# Complete the following:
1/ Write out the passage from the excerpt on local adaptation in Arabidopsis, starting at "Population Genetic Sampling." and ending at "Peaks Along Chromosomes.".
2/ Answer these questions about the excerpt on local adaptation in Arabidopsis:
(a) How many accessions from North-Central Italy were in the first set downloaded from the 1001 Genomes database?
(b) What sliding window size and step size were used to find regions with a high proportion of significant FST values?
(c) At what value were the prior odds for the neutral model kept?

# Excerpted text:
Among the candidate genes underlying GT QTLs (SI Appendix, Table S4), we find some interesting prospects for the biological mechanisms of local adaptation between Italy and Sweden. We described the potential role of AT2G35050 (QTL 2:2) in local adaptation to temperature above (Fig. 4). Using the same RIL population, Postma and Ågren (39) had found seed dormancy QTLs overlapping GT QTL 2:2 and 5:1. Seed dormancy is one mechanism for avoiding germination during stressful conditions (40, 41). Genes AT2G34900, AT2G34940, and AT5G01560 within these QTLs were found to regulate (42, 43) or affect germination (44), with genes AT2G34900 and AT5G01560 acting through the ABA response pathway (42, 43) and AT2G34940 showing expression G×E interactions under cold (SI Appendix, Table S4). AT5G65410 (QTL 5:5) loss-of-function mutants decrease seed longevity (45), so it may be a candidate for trade-offs between seed longevity and dormancy. Seed dormancy and longevity can be negatively correlated (46) and have shown G×E interactions (47).
This study suggests that GTs are a major component of local adaptation in A. thaliana and points to climate as one of the selective agents driving these trade-offs. Fitness trade-offs are of particular importance in evolution, because such spatial variation in the fitness of alleles can stably maintain genetic polymorphism across the species range (48, 49). However, fitness trade-offs have also proven difficult to observe, requiring careful experimentation across environments, often over multiple years, and so such studies are rare relative to studies of local adaptation more broadly. From our analyses, it is clear this effort will be needed to fully understand patterns of local adaptation and the maintenance of genetic variation.
Methods
Whole-Genome Sequencing of Italy and Sweden Parent Accessions.
We used resequencing data of the RIL parent accessions described in Ågren et al. (19) to identify SNPs between the Italy and Sweden parent accessions (details in SI Appendix, SI Method 1).
Population Genetic Sampling.
We used three sets of accessions downloaded from the Arabidopsis thaliana 1001 Genomes database (25): (i) 41 accessions in North-Central Italy; (ii) 49 accessions in North Sweden (SI Appendix, Fig. S2); and (iii) 875 accessions from across Eurasia (25). Collectively, the three sets included 880 unique accessions whose latitude and longitude coordinates are listed in Dataset S1. We aggregated the genotype files for these accessions and filtered for biallelic, nonindel sites. To test for selective sweeps, we used all 41 and 49 accessions in Italy and Sweden, and a subset of 17 accessions in Sweden and 8 accessions in Italy to compare our results to Huber et al. (8). For other population genetic analyses including FST, Tajima’s D, and HKA, we chose a subset of 40 accessions from each region (SI Appendix, Fig. S2).
FST Peaks Along Chromosomes.
We used BayeScan2.0 (50) to estimate FST: a method that incorporates a multinomial Dirichlet likelihood (51) to account for variation in allele frequencies due to various neutral population genetic models. We used two populations within our BayeScan analysis (Italy and Sweden) and analyzed each chromosome separately for computational practicality. We kept the prior odds for the neutral model at the default value 10. We set the individual test threshold at q value < 0.2 since the highest FST values fall within q values of 0–0.2 (SI Appendix, Fig. S8). To identify regions containing a high proportion of significant FST values, we used a sliding window of 50 kb and a step size of 1 kb. We estimated the proportion of significant FST values as the number of significant FST values within a window over the total number of FST values along the whole chromosome. We set significance for proportions at the 99th percentile of all proportions across the genome.

# Material provided:
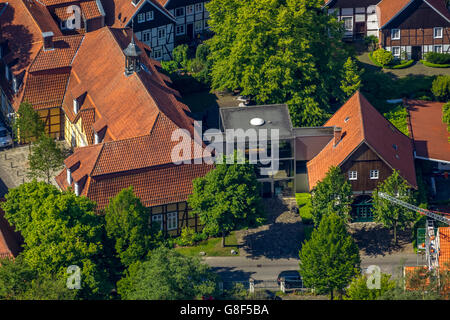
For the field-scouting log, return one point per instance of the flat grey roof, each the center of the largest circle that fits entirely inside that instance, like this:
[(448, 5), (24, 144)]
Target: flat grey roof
[(275, 116)]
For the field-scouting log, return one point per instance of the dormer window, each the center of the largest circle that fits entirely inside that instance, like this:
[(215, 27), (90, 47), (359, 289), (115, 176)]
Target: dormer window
[(395, 34), (76, 106), (69, 176), (77, 188)]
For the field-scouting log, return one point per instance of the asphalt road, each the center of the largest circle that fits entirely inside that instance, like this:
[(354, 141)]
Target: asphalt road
[(242, 268)]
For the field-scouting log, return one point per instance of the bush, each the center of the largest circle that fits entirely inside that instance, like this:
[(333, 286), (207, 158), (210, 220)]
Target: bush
[(446, 114), (441, 88), (383, 57), (304, 206), (433, 65), (180, 55), (437, 58), (169, 66), (371, 42)]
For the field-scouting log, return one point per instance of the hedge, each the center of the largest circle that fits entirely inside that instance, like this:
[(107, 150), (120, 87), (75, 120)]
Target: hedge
[(434, 65), (397, 66)]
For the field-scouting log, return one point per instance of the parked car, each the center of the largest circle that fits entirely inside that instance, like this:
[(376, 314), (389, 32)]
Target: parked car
[(292, 279), (5, 138)]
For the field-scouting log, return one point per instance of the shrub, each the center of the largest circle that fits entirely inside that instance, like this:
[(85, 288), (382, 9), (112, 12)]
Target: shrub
[(441, 88), (437, 58), (169, 66), (371, 42), (383, 57), (180, 55), (446, 114), (304, 206)]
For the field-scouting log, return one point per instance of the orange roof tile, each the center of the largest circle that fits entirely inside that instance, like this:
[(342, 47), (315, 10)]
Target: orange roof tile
[(444, 247), (429, 132), (364, 125), (387, 9)]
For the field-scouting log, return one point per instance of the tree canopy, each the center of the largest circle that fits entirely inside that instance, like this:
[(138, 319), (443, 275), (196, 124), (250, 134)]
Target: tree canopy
[(45, 158), (167, 275), (331, 195), (28, 124), (389, 214), (227, 198), (60, 230), (330, 259), (128, 225), (279, 52)]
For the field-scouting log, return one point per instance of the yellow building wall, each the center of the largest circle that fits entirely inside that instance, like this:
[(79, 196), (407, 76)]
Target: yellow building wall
[(74, 134)]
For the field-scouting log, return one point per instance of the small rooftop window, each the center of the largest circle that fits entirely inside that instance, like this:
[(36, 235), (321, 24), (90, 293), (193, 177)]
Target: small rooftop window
[(257, 122)]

# Response list:
1/
Population Genetic Sampling.
We used three sets of accessions downloaded from the Arabidopsis thaliana 1001 Genomes database (25): (i) 41 accessions in North-Central Italy; (ii) 49 accessions in North Sweden (SI Appendix, Fig. S2); and (iii) 875 accessions from across Eurasia (25). Collectively, the three sets included 880 unique accessions whose latitude and longitude coordinates are listed in Dataset S1. We aggregated the genotype files for these accessions and filtered for biallelic, nonindel sites. To test for selective sweeps, we used all 41 and 49 accessions in Italy and Sweden, and a subset of 17 accessions in Sweden and 8 accessions in Italy to compare our results to Huber et al. (8). For other population genetic analyses including FST, Tajima’s D, and HKA, we chose a subset of 40 accessions from each region (SI Appendix, Fig. S2).
FST Peaks Along Chromosomes.

2/
(a) 41 accessions.
(b) A 50 kb window with a 1 kb step.
(c) The default value of 10.